▸ **WHAT IS BEING ASKED**
Could you carry on the blog post about a baby who refuses to nap during the day, picking up right after its final sentence?

▸ **PASSAGE TO READ**

^^^^^^^^^^^^^^^^

The fact is, if you have a baby that sleeps (like winning the lottery, in fact, I would prefer it to winning the lottery) I am sure it does get easier, much more quickly. If you don't, well, there's no easy way to say this: it is going to be very tough for a very long time.

Take any help you can get. If a friend offers to walk the baby round the block, say yes. If a neighbour offers to hold the baby whilst you have a shower, say yes. Hell, if Mussolini had offered, I would have said yes. 

We are now at 19 weeks and baby Britney (BB) has JUST started doing some daytime sleeping. We're now up to 45 minutes, twice a day! This is a far cry from what other mums/books/experts will tell you - they should be cracking out two hour stretches at least, apparently.

But hey, I'm grateful for small mercies....

Monday, January 27, 2014

Annoying things people say when you have a baby: 'Sleep when the Baby Sleeps'

Yeah right!
Ah, there is nothing more homicide inducing than this phrase. 

It seems so simple, doesn't it? So obvious?

It conjures up images of your little bundle snoozing happily, whilst you snuggle up next to them. You drift into delicious, glorious sleep together, breathing as one. You do this, on and off, throughout the day, so you feel constantly refreshed, not at all sleep deprived. In fact, you hardly notice you've had a baby at all!

Just one small problem here: this advice assumes you have a baby THAT SLEEPS IN THE DAY.

I didn't.

The beady-eyed tiny tyrant simply refused.

Oh I tried everything. I shushed, I soothed, I 'placed the baby firmly down', I begged, I pleaded. Still nothing. One day I actually walked around the house with my sleep mask attached to my head, so eager was I to really get on board with this advice. I was ready, at a moment's notice, to drop onto the floor, in manner of bootcamp, but instead of doing press-ups, just press-downs, and sleep. Even if that meant face planting the kitchen floor.

That was the day that Baby Britney (BB) stayed wake for ELEVEN HOURS STRAIGHT. I kid you not. That's not even possible according to medical experts. Ha! We laugh in the face of medical experts here! Sleep is for losers.

^^^^^^^^^^^^^^^^

▸ **INPUT DATA**
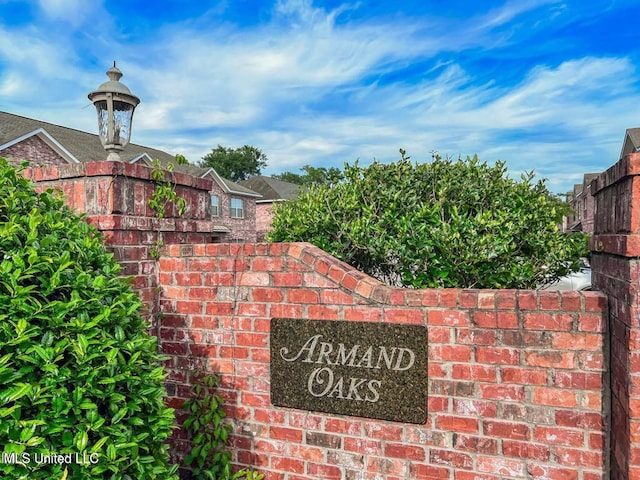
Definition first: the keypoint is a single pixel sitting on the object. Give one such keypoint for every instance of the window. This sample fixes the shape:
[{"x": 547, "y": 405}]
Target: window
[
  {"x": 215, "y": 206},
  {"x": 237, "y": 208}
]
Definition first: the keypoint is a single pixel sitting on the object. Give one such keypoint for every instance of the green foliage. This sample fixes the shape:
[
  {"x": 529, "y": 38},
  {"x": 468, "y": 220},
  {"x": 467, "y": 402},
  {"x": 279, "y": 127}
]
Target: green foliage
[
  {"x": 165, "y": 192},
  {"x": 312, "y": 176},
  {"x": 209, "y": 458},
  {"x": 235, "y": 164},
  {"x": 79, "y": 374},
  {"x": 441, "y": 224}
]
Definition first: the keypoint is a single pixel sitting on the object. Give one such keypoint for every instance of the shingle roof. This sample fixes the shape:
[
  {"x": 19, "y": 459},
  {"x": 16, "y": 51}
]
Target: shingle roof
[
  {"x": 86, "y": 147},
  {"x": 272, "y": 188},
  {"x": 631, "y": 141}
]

^^^^^^^^^^^^^^^^

▸ **ANSWER FOR THE TASK**
As BB got older, she has started to nap a little in the day. But we're talking 20 minutes at a time, and this was at 15 weeks old. I don't know about you, but it takes me at least 20 minutes to drop off, even when exhausted. That means that just as you are drifting off, you are woken by a screaming tiny tyrant in your ear hole. Try this every day for 15 weeks, it really is an absolute treat. If anyone had told me before I had a baby that I'd be crying and dry-heaving into a sink through tiredness, I would have thought them a gross over-exagerator. Now I understand.

So do be careful if you're tempted to trill this in the face of a new mother. She may just muster up the energy to strangle you.

Wednesday, January 22, 2014

Remember Me?!


I'm back!

Yes, me!

Huge apologies for the radio silence. I've been a teeny tiny bit busy, what with, y'know, growing a human being, bringing that human being into the world, then dealing with the Vietnam style fall-out of trying to keep them alive for the last 18 weeks.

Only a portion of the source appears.